* [Given problem]
Quote every line of the listing below, leaving each one unchanged.

Segmentation data:
•••••
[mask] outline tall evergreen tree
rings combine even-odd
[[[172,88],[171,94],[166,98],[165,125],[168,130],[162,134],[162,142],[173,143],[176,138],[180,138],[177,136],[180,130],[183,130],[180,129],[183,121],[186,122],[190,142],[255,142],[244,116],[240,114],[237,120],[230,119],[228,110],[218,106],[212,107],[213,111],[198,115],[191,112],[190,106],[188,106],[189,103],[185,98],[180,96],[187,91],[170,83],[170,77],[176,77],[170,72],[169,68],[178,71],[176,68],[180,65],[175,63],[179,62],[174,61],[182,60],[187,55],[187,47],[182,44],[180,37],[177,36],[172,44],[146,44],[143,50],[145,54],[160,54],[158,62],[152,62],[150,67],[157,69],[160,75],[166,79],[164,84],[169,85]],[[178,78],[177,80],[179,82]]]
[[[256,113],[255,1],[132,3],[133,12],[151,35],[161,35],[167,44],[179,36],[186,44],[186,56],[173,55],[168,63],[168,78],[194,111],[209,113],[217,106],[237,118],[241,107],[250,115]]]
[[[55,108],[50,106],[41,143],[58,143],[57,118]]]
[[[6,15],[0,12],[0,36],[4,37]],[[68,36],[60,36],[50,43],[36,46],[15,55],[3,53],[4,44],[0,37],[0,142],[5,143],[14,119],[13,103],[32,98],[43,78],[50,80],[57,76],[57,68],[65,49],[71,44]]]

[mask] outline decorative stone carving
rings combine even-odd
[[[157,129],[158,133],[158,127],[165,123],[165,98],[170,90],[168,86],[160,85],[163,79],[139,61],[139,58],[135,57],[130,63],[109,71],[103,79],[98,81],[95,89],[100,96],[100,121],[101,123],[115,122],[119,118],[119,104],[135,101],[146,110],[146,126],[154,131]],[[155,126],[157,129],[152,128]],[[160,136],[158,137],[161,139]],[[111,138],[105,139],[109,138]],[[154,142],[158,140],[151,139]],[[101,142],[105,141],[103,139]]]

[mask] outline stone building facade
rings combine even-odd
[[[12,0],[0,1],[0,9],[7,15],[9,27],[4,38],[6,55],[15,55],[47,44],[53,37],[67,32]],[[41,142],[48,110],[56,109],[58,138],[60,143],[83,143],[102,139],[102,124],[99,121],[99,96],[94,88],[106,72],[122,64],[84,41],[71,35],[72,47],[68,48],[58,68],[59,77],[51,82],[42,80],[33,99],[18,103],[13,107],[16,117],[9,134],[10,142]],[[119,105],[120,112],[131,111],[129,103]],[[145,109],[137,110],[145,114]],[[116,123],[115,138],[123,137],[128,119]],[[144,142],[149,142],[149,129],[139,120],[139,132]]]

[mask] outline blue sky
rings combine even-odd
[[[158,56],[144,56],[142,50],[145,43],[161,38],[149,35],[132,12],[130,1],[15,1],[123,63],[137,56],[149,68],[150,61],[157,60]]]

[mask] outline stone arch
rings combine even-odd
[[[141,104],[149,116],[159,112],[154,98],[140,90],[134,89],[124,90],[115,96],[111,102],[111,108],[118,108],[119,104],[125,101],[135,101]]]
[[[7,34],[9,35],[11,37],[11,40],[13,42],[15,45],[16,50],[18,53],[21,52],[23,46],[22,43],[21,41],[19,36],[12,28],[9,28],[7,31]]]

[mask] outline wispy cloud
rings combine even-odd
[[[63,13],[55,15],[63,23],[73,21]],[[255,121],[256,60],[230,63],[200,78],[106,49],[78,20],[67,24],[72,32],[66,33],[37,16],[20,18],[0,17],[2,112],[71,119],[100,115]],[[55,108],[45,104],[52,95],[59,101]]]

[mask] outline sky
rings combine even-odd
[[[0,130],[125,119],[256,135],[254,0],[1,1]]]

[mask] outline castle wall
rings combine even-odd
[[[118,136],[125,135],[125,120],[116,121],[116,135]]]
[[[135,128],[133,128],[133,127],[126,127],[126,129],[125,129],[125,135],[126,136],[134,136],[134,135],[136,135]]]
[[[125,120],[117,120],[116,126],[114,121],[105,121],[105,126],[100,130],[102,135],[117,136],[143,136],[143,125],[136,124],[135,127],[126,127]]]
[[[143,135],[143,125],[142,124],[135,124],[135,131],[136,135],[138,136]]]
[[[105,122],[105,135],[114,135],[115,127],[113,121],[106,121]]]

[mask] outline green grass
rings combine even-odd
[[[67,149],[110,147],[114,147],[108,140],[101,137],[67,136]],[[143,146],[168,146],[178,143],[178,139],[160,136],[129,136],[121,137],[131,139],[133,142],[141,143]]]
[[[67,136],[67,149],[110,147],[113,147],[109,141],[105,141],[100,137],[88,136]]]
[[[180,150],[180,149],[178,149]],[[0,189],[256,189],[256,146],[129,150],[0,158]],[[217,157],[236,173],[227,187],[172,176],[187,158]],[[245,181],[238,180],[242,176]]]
•••••
* [Expected output]
[mask] outline tall evergreen tree
rings combine even-odd
[[[172,88],[171,94],[166,98],[165,125],[168,130],[162,134],[162,142],[173,143],[176,138],[180,138],[177,136],[180,130],[183,130],[180,129],[183,121],[186,122],[190,142],[255,142],[244,116],[240,114],[237,120],[230,119],[228,110],[218,106],[212,107],[213,111],[198,115],[191,112],[190,106],[188,106],[189,103],[185,98],[180,96],[187,91],[170,83],[170,77],[176,77],[170,72],[169,68],[178,71],[176,68],[180,65],[175,63],[179,62],[174,61],[182,60],[187,55],[187,47],[182,44],[180,37],[177,36],[172,44],[146,44],[143,50],[145,54],[160,54],[158,62],[152,62],[150,67],[157,69],[160,75],[166,79],[164,84],[169,85]],[[178,78],[177,80],[179,82]]]
[[[256,113],[255,1],[132,3],[133,12],[151,35],[161,35],[167,44],[179,36],[186,44],[186,56],[173,55],[168,63],[168,78],[194,111],[209,113],[217,106],[237,118],[241,107],[250,115]]]
[[[55,108],[50,106],[41,143],[58,143],[57,118]]]
[[[6,15],[0,12],[0,36],[4,37]],[[68,36],[60,36],[50,43],[36,46],[15,55],[3,53],[4,44],[0,37],[0,142],[5,143],[14,119],[13,103],[32,98],[43,78],[50,80],[57,76],[57,68],[65,49],[71,44]]]

[mask] outline decorative stone carving
rings combine even-odd
[[[157,129],[158,133],[158,127],[165,123],[165,98],[170,90],[168,86],[160,85],[163,79],[139,61],[139,58],[135,57],[130,63],[109,71],[103,79],[98,81],[95,89],[100,96],[100,121],[101,123],[115,122],[119,118],[119,104],[135,101],[146,110],[146,126],[154,131]],[[155,126],[157,129],[152,128]],[[160,136],[158,137],[161,139]],[[111,138],[105,139],[109,138]],[[154,142],[158,140],[151,139]],[[101,142],[105,141],[103,139]]]

[mask] outline stone building facade
rings combine even-odd
[[[12,0],[0,1],[0,9],[7,15],[9,27],[4,38],[6,55],[15,55],[47,44],[53,37],[67,32]],[[41,142],[48,110],[56,109],[58,138],[60,143],[83,143],[102,139],[102,124],[99,121],[99,96],[94,88],[106,72],[122,64],[84,41],[71,35],[72,47],[68,48],[58,68],[59,77],[51,82],[42,80],[33,99],[18,103],[13,107],[16,117],[9,134],[10,142]],[[119,105],[120,112],[131,111],[129,103]],[[145,109],[137,110],[145,114]],[[116,123],[115,138],[123,137],[128,119]],[[144,142],[149,142],[149,129],[139,120],[139,132]]]

[mask] outline blue sky
rings combine even-odd
[[[158,56],[144,56],[142,50],[145,43],[161,38],[149,35],[132,12],[130,1],[15,1],[123,63],[137,56],[149,68],[150,61],[157,60]]]

[mask] outline stone arch
rings combine even-odd
[[[141,104],[149,116],[159,112],[154,98],[140,90],[134,89],[124,90],[115,96],[111,102],[111,108],[118,108],[119,104],[125,101],[135,101]]]
[[[7,34],[9,35],[11,37],[11,40],[13,42],[15,45],[16,50],[18,53],[21,52],[23,46],[22,43],[21,41],[19,36],[12,28],[9,28],[7,31]]]

[mask] outline wispy cloud
rings combine even-odd
[[[63,13],[55,15],[63,23],[73,21]],[[255,121],[256,60],[230,63],[200,78],[106,49],[78,20],[67,24],[72,32],[66,33],[37,16],[20,18],[0,17],[2,112],[71,119],[100,115]],[[55,108],[45,104],[52,95],[59,101]]]

[mask] outline sky
rings combine even-odd
[[[0,130],[125,119],[256,135],[254,0],[1,1]]]

[mask] outline castle wall
rings combine even-odd
[[[118,136],[125,135],[125,120],[116,121],[116,135]]]
[[[135,128],[133,128],[133,127],[126,127],[126,129],[125,129],[125,135],[126,136],[134,136],[134,135],[136,135]]]
[[[125,120],[117,120],[116,126],[114,121],[105,121],[105,126],[100,130],[102,135],[117,136],[143,136],[143,125],[136,124],[135,127],[126,127]]]
[[[143,135],[143,125],[142,124],[135,124],[135,131],[136,135],[138,136]]]
[[[105,122],[105,135],[114,135],[115,127],[113,121],[106,121]]]

[mask] outline green grass
rings combine even-odd
[[[67,149],[110,147],[114,147],[108,140],[101,137],[67,136]],[[143,146],[168,146],[178,143],[178,139],[160,136],[129,136],[121,137],[131,139],[133,142],[141,143]]]
[[[67,136],[67,149],[110,147],[113,147],[109,141],[105,141],[100,137],[88,136]]]
[[[180,150],[180,149],[178,149]],[[0,189],[256,189],[256,146],[129,150],[0,158]],[[217,157],[236,173],[227,187],[172,176],[187,158]],[[245,181],[238,180],[242,176]]]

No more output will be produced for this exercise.